(WHAT THE TASK ASKS) Find each line in the records below that contains the word "yellow", and copy every such line in full.

---

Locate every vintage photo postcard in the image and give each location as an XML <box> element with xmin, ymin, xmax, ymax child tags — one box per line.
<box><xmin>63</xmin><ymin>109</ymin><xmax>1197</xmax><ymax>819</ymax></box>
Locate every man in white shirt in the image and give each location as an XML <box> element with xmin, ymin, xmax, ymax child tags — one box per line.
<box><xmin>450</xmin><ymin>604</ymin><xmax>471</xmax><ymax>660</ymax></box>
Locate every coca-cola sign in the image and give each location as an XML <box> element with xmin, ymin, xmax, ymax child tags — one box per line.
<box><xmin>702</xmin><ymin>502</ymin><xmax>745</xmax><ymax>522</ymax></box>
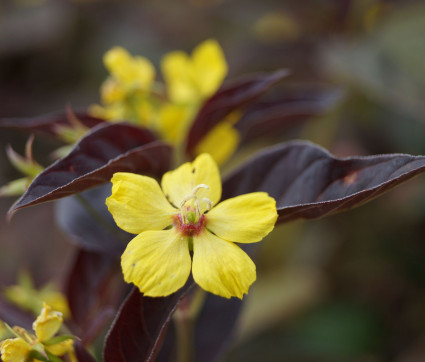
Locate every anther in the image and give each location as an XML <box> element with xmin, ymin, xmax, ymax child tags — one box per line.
<box><xmin>202</xmin><ymin>197</ymin><xmax>213</xmax><ymax>210</ymax></box>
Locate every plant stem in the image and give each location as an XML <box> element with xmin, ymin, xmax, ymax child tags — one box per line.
<box><xmin>174</xmin><ymin>288</ymin><xmax>206</xmax><ymax>362</ymax></box>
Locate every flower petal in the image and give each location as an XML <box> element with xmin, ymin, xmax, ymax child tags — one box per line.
<box><xmin>206</xmin><ymin>192</ymin><xmax>277</xmax><ymax>243</ymax></box>
<box><xmin>32</xmin><ymin>304</ymin><xmax>63</xmax><ymax>342</ymax></box>
<box><xmin>121</xmin><ymin>229</ymin><xmax>191</xmax><ymax>297</ymax></box>
<box><xmin>0</xmin><ymin>338</ymin><xmax>31</xmax><ymax>362</ymax></box>
<box><xmin>103</xmin><ymin>47</ymin><xmax>155</xmax><ymax>90</ymax></box>
<box><xmin>192</xmin><ymin>231</ymin><xmax>256</xmax><ymax>299</ymax></box>
<box><xmin>192</xmin><ymin>39</ymin><xmax>227</xmax><ymax>98</ymax></box>
<box><xmin>106</xmin><ymin>172</ymin><xmax>177</xmax><ymax>234</ymax></box>
<box><xmin>161</xmin><ymin>153</ymin><xmax>221</xmax><ymax>212</ymax></box>
<box><xmin>161</xmin><ymin>51</ymin><xmax>199</xmax><ymax>103</ymax></box>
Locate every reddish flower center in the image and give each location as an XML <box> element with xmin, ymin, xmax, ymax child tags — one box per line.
<box><xmin>173</xmin><ymin>214</ymin><xmax>207</xmax><ymax>236</ymax></box>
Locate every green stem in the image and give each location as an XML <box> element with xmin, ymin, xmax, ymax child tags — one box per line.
<box><xmin>174</xmin><ymin>288</ymin><xmax>206</xmax><ymax>362</ymax></box>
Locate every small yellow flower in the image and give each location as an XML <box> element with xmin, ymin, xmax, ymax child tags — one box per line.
<box><xmin>103</xmin><ymin>47</ymin><xmax>155</xmax><ymax>94</ymax></box>
<box><xmin>3</xmin><ymin>271</ymin><xmax>71</xmax><ymax>318</ymax></box>
<box><xmin>32</xmin><ymin>304</ymin><xmax>63</xmax><ymax>342</ymax></box>
<box><xmin>0</xmin><ymin>338</ymin><xmax>31</xmax><ymax>362</ymax></box>
<box><xmin>161</xmin><ymin>39</ymin><xmax>228</xmax><ymax>103</ymax></box>
<box><xmin>0</xmin><ymin>304</ymin><xmax>77</xmax><ymax>362</ymax></box>
<box><xmin>106</xmin><ymin>154</ymin><xmax>277</xmax><ymax>298</ymax></box>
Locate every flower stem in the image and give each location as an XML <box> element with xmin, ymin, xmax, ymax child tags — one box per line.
<box><xmin>174</xmin><ymin>288</ymin><xmax>206</xmax><ymax>362</ymax></box>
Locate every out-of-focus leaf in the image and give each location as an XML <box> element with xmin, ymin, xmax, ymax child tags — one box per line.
<box><xmin>74</xmin><ymin>340</ymin><xmax>96</xmax><ymax>362</ymax></box>
<box><xmin>103</xmin><ymin>288</ymin><xmax>187</xmax><ymax>362</ymax></box>
<box><xmin>0</xmin><ymin>112</ymin><xmax>105</xmax><ymax>136</ymax></box>
<box><xmin>9</xmin><ymin>123</ymin><xmax>171</xmax><ymax>216</ymax></box>
<box><xmin>55</xmin><ymin>184</ymin><xmax>130</xmax><ymax>258</ymax></box>
<box><xmin>65</xmin><ymin>249</ymin><xmax>124</xmax><ymax>344</ymax></box>
<box><xmin>195</xmin><ymin>293</ymin><xmax>243</xmax><ymax>362</ymax></box>
<box><xmin>186</xmin><ymin>70</ymin><xmax>289</xmax><ymax>154</ymax></box>
<box><xmin>223</xmin><ymin>141</ymin><xmax>425</xmax><ymax>222</ymax></box>
<box><xmin>157</xmin><ymin>287</ymin><xmax>244</xmax><ymax>362</ymax></box>
<box><xmin>235</xmin><ymin>88</ymin><xmax>341</xmax><ymax>142</ymax></box>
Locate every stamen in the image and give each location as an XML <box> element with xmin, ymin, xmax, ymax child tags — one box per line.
<box><xmin>202</xmin><ymin>197</ymin><xmax>213</xmax><ymax>211</ymax></box>
<box><xmin>180</xmin><ymin>184</ymin><xmax>213</xmax><ymax>224</ymax></box>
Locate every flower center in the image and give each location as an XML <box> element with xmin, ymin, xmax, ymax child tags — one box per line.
<box><xmin>174</xmin><ymin>184</ymin><xmax>212</xmax><ymax>237</ymax></box>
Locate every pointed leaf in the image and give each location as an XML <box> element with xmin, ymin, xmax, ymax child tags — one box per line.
<box><xmin>223</xmin><ymin>141</ymin><xmax>425</xmax><ymax>222</ymax></box>
<box><xmin>235</xmin><ymin>88</ymin><xmax>341</xmax><ymax>143</ymax></box>
<box><xmin>186</xmin><ymin>70</ymin><xmax>289</xmax><ymax>154</ymax></box>
<box><xmin>65</xmin><ymin>250</ymin><xmax>126</xmax><ymax>338</ymax></box>
<box><xmin>0</xmin><ymin>111</ymin><xmax>105</xmax><ymax>135</ymax></box>
<box><xmin>9</xmin><ymin>123</ymin><xmax>171</xmax><ymax>215</ymax></box>
<box><xmin>103</xmin><ymin>288</ymin><xmax>192</xmax><ymax>362</ymax></box>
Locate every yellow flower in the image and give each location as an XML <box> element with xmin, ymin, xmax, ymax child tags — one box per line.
<box><xmin>103</xmin><ymin>47</ymin><xmax>155</xmax><ymax>95</ymax></box>
<box><xmin>106</xmin><ymin>154</ymin><xmax>277</xmax><ymax>298</ymax></box>
<box><xmin>0</xmin><ymin>304</ymin><xmax>77</xmax><ymax>362</ymax></box>
<box><xmin>161</xmin><ymin>39</ymin><xmax>228</xmax><ymax>103</ymax></box>
<box><xmin>3</xmin><ymin>271</ymin><xmax>71</xmax><ymax>318</ymax></box>
<box><xmin>32</xmin><ymin>304</ymin><xmax>63</xmax><ymax>342</ymax></box>
<box><xmin>0</xmin><ymin>338</ymin><xmax>31</xmax><ymax>362</ymax></box>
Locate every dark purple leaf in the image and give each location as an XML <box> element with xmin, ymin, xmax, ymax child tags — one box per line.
<box><xmin>235</xmin><ymin>88</ymin><xmax>341</xmax><ymax>142</ymax></box>
<box><xmin>9</xmin><ymin>123</ymin><xmax>171</xmax><ymax>216</ymax></box>
<box><xmin>65</xmin><ymin>249</ymin><xmax>126</xmax><ymax>336</ymax></box>
<box><xmin>186</xmin><ymin>70</ymin><xmax>289</xmax><ymax>154</ymax></box>
<box><xmin>55</xmin><ymin>184</ymin><xmax>130</xmax><ymax>253</ymax></box>
<box><xmin>74</xmin><ymin>340</ymin><xmax>96</xmax><ymax>362</ymax></box>
<box><xmin>223</xmin><ymin>141</ymin><xmax>425</xmax><ymax>222</ymax></box>
<box><xmin>0</xmin><ymin>111</ymin><xmax>105</xmax><ymax>136</ymax></box>
<box><xmin>103</xmin><ymin>288</ymin><xmax>187</xmax><ymax>362</ymax></box>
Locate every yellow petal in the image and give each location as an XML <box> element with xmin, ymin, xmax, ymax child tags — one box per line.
<box><xmin>0</xmin><ymin>338</ymin><xmax>31</xmax><ymax>362</ymax></box>
<box><xmin>161</xmin><ymin>51</ymin><xmax>199</xmax><ymax>103</ymax></box>
<box><xmin>206</xmin><ymin>192</ymin><xmax>277</xmax><ymax>243</ymax></box>
<box><xmin>192</xmin><ymin>39</ymin><xmax>228</xmax><ymax>98</ymax></box>
<box><xmin>45</xmin><ymin>339</ymin><xmax>74</xmax><ymax>356</ymax></box>
<box><xmin>192</xmin><ymin>231</ymin><xmax>256</xmax><ymax>299</ymax></box>
<box><xmin>161</xmin><ymin>153</ymin><xmax>221</xmax><ymax>212</ymax></box>
<box><xmin>32</xmin><ymin>304</ymin><xmax>63</xmax><ymax>342</ymax></box>
<box><xmin>121</xmin><ymin>229</ymin><xmax>191</xmax><ymax>297</ymax></box>
<box><xmin>195</xmin><ymin>122</ymin><xmax>239</xmax><ymax>165</ymax></box>
<box><xmin>103</xmin><ymin>47</ymin><xmax>155</xmax><ymax>90</ymax></box>
<box><xmin>106</xmin><ymin>172</ymin><xmax>177</xmax><ymax>234</ymax></box>
<box><xmin>39</xmin><ymin>290</ymin><xmax>71</xmax><ymax>319</ymax></box>
<box><xmin>100</xmin><ymin>77</ymin><xmax>126</xmax><ymax>104</ymax></box>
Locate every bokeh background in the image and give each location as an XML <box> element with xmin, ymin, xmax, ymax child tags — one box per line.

---

(CORRECT RESULT)
Locate every small yellow flower in the image and give each location as an XML <box> element with xmin, ymin, xmax, ymax child tags — one box per line.
Locate every yellow flower in the image and give each location as an XML <box> element with xmin, ymin, xmax, ymax child tags — one box per line.
Locate every yellow petal in the image and give each location as an XML <box> element with xmin, ymin, xmax, ymax child tags — one box per line.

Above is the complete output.